CHALLENGES
A: Copy the replica set post word for word from "From here on" to "your server configuration).".
B: Rewrite the whole listing below with "chick" in place of each "duckling" and nothing else changed. Omit the pictures.

TEXT SEGMENT
This post assumes that you know what replica sets are and some of the basic syntax.
In part 1, we set up a replica set from scratch, but real life is messier: you might want to migrate dev servers into production, add new slaves, prioritize servers, change things on the fly… that’s what this post covers.

Before we get started…

Replica sets don’t like localhost. They’re willing to go along with it… kinda, sorta… but it often causes issues. You can get around these issues by using the hostname instead. On Linux, you can find your hostname by running the hostname command:

$ hostname

On Windows, you have to download Linux or something. I haven’t really looked into it.

From here on out, I’ll be using my hostname instead of localhost.

Starting up with Data

This is pretty much the same as starting up without data, except you should backup your data before you get started (you should always backup your data before you mess around with your server configuration).

If, pre-replica-set, you were starting your server with something like:

$ ./mongod

…to turn it into the first member of a replica set, you’d shut it down and start it back up with the –replset option:

$ ./mongod --replSet unicomplex

Now, initialize the set with the one server (so far):

> rs.initiate()

ITEMS

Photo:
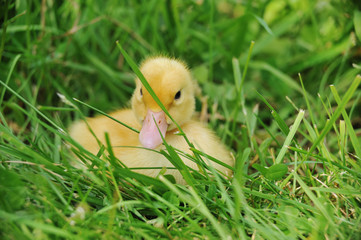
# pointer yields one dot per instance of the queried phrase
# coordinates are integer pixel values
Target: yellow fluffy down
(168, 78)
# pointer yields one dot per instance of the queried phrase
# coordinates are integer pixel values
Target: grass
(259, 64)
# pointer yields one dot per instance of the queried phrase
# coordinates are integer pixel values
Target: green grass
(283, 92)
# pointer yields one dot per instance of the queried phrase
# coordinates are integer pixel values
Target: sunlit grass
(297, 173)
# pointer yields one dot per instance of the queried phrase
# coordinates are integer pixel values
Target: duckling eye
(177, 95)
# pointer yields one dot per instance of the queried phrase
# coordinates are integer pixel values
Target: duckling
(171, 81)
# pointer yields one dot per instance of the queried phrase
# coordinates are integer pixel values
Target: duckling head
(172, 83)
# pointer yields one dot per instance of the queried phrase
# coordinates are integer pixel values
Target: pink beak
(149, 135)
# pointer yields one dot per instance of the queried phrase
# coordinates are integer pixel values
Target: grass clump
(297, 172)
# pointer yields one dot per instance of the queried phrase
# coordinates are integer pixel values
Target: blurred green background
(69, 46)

LIST OF SOLUTIONS
A:
From here on out, I’ll be using my hostname instead of localhost.

Starting up with Data

This is pretty much the same as starting up without data, except you should backup your data before you get started (you should always backup your data before you mess around with your server configuration).

B:
Photo:
# pointer yields one dot per instance of the queried phrase
# coordinates are integer pixel values
Target: yellow fluffy down
(168, 78)
# pointer yields one dot per instance of the queried phrase
# coordinates are integer pixel values
Target: grass
(259, 64)
# pointer yields one dot per instance of the queried phrase
# coordinates are integer pixel values
Target: green grass
(283, 92)
# pointer yields one dot per instance of the queried phrase
# coordinates are integer pixel values
Target: sunlit grass
(297, 173)
# pointer yields one dot per instance of the queried phrase
# coordinates are integer pixel values
Target: chick eye
(177, 95)
# pointer yields one dot per instance of the queried phrase
# coordinates are integer pixel values
Target: chick
(171, 81)
# pointer yields one dot per instance of the queried phrase
# coordinates are integer pixel values
Target: chick head
(172, 83)
# pointer yields one dot per instance of the queried phrase
# coordinates are integer pixel values
Target: pink beak
(149, 135)
# pointer yields one dot per instance of the queried phrase
# coordinates are integer pixel values
Target: grass clump
(297, 172)
# pointer yields one dot per instance of the queried phrase
# coordinates are integer pixel values
Target: blurred green background
(69, 46)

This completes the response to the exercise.